**Items**:
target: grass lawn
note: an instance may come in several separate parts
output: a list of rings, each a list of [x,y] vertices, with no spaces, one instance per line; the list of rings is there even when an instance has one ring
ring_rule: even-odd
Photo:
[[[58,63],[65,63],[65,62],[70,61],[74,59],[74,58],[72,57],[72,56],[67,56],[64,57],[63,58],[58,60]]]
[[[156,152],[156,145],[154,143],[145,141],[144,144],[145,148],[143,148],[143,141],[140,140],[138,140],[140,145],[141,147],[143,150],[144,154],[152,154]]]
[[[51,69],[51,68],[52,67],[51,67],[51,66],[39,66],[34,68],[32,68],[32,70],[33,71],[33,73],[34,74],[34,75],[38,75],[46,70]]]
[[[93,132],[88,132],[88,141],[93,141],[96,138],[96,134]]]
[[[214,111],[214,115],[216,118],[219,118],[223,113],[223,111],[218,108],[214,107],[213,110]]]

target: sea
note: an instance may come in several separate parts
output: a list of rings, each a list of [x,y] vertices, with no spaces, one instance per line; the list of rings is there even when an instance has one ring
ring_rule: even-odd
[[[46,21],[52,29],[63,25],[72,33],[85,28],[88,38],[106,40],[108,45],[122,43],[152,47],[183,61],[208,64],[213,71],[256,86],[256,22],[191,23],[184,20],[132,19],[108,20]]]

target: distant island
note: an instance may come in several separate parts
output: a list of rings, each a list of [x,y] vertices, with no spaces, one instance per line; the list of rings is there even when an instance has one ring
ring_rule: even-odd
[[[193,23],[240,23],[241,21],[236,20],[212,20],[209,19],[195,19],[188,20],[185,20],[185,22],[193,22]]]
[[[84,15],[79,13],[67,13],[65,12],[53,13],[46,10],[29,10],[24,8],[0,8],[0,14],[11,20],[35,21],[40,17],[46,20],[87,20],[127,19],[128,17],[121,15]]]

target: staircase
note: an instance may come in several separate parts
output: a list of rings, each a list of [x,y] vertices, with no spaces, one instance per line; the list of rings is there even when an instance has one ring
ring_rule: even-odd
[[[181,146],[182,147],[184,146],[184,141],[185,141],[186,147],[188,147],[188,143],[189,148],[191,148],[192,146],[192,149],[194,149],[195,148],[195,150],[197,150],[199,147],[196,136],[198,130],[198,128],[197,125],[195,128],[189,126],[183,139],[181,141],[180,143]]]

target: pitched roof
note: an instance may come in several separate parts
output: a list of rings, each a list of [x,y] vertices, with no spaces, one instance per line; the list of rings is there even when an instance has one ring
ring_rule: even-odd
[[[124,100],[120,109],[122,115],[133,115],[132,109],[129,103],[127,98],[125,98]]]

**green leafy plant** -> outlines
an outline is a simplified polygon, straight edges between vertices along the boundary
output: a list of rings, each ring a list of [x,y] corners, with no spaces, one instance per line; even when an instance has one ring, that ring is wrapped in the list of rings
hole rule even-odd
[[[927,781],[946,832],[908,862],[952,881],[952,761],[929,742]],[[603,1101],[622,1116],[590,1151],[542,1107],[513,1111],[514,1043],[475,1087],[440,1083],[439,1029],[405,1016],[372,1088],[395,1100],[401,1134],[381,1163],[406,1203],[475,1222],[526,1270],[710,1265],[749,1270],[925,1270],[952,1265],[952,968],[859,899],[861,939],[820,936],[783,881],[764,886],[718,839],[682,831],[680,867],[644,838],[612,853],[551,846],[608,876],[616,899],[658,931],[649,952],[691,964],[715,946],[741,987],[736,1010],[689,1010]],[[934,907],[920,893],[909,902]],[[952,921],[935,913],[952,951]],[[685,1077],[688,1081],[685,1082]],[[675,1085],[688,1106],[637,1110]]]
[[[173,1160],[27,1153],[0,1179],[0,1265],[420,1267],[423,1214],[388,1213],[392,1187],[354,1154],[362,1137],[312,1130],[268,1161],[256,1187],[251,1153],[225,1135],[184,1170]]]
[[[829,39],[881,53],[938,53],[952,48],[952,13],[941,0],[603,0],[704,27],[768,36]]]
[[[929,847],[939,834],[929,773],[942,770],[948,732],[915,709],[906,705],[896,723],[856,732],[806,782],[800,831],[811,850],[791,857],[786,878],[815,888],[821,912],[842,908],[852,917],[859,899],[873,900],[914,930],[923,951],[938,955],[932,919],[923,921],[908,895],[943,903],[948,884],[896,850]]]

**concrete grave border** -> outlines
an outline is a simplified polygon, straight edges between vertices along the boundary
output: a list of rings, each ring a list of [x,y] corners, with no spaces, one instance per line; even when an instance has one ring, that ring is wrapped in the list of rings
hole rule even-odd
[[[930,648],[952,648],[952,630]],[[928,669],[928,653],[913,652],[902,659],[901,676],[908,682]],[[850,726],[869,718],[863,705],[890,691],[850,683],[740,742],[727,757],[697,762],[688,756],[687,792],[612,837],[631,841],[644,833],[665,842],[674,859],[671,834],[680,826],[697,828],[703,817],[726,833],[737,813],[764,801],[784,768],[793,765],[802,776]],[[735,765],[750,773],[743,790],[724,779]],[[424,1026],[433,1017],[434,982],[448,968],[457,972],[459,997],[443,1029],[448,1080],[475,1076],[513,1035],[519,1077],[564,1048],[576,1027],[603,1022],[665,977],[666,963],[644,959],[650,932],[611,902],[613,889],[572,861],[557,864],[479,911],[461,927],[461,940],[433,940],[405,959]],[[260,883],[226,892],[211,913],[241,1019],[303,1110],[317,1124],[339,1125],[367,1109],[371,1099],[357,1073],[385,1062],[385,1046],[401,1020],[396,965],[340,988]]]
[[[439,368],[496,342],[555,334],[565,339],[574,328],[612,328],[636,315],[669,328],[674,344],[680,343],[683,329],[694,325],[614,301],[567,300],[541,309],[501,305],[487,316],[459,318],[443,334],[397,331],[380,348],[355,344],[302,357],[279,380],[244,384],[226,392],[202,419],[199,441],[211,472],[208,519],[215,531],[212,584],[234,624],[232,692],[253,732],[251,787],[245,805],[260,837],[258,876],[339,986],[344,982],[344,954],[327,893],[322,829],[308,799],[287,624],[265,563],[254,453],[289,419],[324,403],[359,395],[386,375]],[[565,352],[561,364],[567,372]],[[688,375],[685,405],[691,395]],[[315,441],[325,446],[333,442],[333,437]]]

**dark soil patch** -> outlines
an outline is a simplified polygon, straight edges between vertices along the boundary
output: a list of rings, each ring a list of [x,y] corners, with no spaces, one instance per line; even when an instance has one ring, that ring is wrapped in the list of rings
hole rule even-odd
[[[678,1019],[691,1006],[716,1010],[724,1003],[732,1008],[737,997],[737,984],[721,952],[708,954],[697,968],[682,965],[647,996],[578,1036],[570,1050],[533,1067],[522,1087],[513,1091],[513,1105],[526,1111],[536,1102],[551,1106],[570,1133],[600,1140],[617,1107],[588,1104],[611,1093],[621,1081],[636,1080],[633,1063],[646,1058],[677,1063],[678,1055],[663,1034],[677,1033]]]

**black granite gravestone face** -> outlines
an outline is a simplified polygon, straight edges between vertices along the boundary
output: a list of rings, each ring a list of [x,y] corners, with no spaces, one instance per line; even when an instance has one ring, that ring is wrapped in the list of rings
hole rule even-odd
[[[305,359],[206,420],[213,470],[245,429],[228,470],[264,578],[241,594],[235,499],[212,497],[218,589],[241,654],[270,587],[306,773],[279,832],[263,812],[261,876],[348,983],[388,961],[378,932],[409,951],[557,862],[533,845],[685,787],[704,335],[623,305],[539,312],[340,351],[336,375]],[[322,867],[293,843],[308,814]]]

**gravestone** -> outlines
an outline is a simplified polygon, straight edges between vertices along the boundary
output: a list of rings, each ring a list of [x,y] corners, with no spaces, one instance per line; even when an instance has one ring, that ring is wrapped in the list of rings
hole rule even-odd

**Problem description**:
Count the lines in the rows above that contain the string "outlines", matching case exactly, and give only the number.

**Problem solution**:
5